▸ **Request**
Reproduce every item below in full, raising each bounding-box coordinate in the answers by 30. Leave all other text, including the sample coordinates, unchanged.

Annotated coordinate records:
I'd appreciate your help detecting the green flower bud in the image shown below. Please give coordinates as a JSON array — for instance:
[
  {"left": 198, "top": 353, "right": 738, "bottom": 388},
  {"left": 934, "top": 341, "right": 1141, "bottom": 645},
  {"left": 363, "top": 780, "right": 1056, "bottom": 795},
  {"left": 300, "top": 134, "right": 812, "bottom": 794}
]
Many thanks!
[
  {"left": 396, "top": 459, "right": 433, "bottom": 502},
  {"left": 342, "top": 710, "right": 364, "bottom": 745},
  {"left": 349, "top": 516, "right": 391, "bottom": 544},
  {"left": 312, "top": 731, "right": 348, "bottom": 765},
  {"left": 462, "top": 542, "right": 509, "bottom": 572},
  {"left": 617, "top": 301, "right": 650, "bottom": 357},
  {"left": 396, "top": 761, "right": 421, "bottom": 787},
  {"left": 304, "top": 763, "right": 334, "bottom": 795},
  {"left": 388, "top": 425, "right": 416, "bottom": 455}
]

▸ **Reply to the exercise**
I'd appreciate your help detecting the green flower bud in the image shown below. Please give coordinates as a JSON array — for instance:
[
  {"left": 198, "top": 353, "right": 738, "bottom": 388},
  {"left": 934, "top": 341, "right": 1141, "bottom": 645},
  {"left": 363, "top": 780, "right": 1056, "bottom": 795},
  {"left": 300, "top": 134, "right": 812, "bottom": 794}
]
Many thanks!
[
  {"left": 426, "top": 489, "right": 463, "bottom": 532},
  {"left": 372, "top": 740, "right": 394, "bottom": 775},
  {"left": 379, "top": 546, "right": 421, "bottom": 574},
  {"left": 342, "top": 761, "right": 378, "bottom": 795},
  {"left": 492, "top": 572, "right": 539, "bottom": 602},
  {"left": 647, "top": 331, "right": 680, "bottom": 387},
  {"left": 426, "top": 791, "right": 451, "bottom": 817},
  {"left": 334, "top": 793, "right": 364, "bottom": 825},
  {"left": 418, "top": 455, "right": 446, "bottom": 485}
]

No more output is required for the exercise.